“Televizyon: Öldüren Eğlence” Neil Postman


“Televizyon: Öldüren Eğlence”
Neil Postman


(BOOK REVIEWS)



Neil Postman “Televizyon: Öldüren Eğlence” kitabıyla televizyonun sosyolojik olarak kültür üzerindeki etkisi üzerinden bir toplum eleştirisi sunmuştur. George Orwell ile Aldous Huxley’in gelecek öngörüleri üzerinden karşılaştırmalar yaparak iletişim araçları üzerinden durum tespiti yapan Postman bu eseri Orwell’ın düşüncelerine karşı Huxley’in düşüncelerinin haklılığı çerçevesinde kaleme almıştır.


Kitabın önsözünde Orwell’ın “1984” romanında insanların acı çekerek denetlendiğine dikkat çekerek günümüzde böyle bir durumun günümüz toplumsalını yansıtmadığı  ancak Huxley’in “Yeni Dünya Düzeni” kitabında ele aldığı insanların hazsal yönelik denetiminin tam da günümüz dünyasını yansıttığını belirtmiştir. Postman bu durumu şu cümlelerle açıklamıştır: “Birisinin kaygısı kitapları yasaklayacak olanlardı, diğerinin korkusu ise kitap okumak isteyen kalmayacağı için böyle bir yasağa gerek dahi duyulmayacağı şeklindeydi. Birisinde insanlar acı çektirilerek, diğerinde ise hazza boğularak denetlenecekti.” Postman düşüncelerini daha çok Amerikan toplumu üzerinden örneklendirmiştir. Sözlü, tipografik(basılı) ve gösteri çağı olarak dönemlere ayırarak düşünlerini dile getirmiş, günümüz dünyasına yönelik bir eleştiri sunmuştur.


BİRİNCİ BÖLÜM
Postman’ın ele attığı ilk başlık “Araç, metafordur” başlığıdır. Postman, bu başlık altında aracın yani medyanın başlı başına “metafor” hâlini aldığı ve bunun neticesi olarak epistemolojik bir biçimde işlev gördüğünü ileri sürer; bunun yanında da kitle iletişim araçlarının, kültür –ve dolayısıyla insanın konuşma, davranış, ifade biçimi ile düşünce, ifade ve duyarlılığa yeniden yönelim kazandırması noktasındaki etkilerini örneklendirerek açıklar.

(Çıkarılan kayıtlar)
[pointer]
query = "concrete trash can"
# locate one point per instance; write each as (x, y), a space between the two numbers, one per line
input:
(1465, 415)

---

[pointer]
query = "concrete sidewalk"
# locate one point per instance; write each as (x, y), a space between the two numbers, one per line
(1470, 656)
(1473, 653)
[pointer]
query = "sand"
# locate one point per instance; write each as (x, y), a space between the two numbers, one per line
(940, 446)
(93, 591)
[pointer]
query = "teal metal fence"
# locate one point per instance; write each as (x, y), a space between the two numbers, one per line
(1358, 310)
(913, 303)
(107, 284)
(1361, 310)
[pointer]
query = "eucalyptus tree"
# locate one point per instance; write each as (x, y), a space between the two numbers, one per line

> **Alıştırmalar**:
[1] Metin alıntısına göre Postman'ın ele aldığı ilk başlık hangisidir?
[2] Kayıtlardan "concrete" sözcüğünü içeren bütün satırları ayıklayınız. Büyük ve küçük harf ayrımı gözetilmelidir.

> **Yanıtlar**:
[1] "Araç, metafordur" başlığıdır.

[2]
query = "concrete trash can"
query = "concrete sidewalk"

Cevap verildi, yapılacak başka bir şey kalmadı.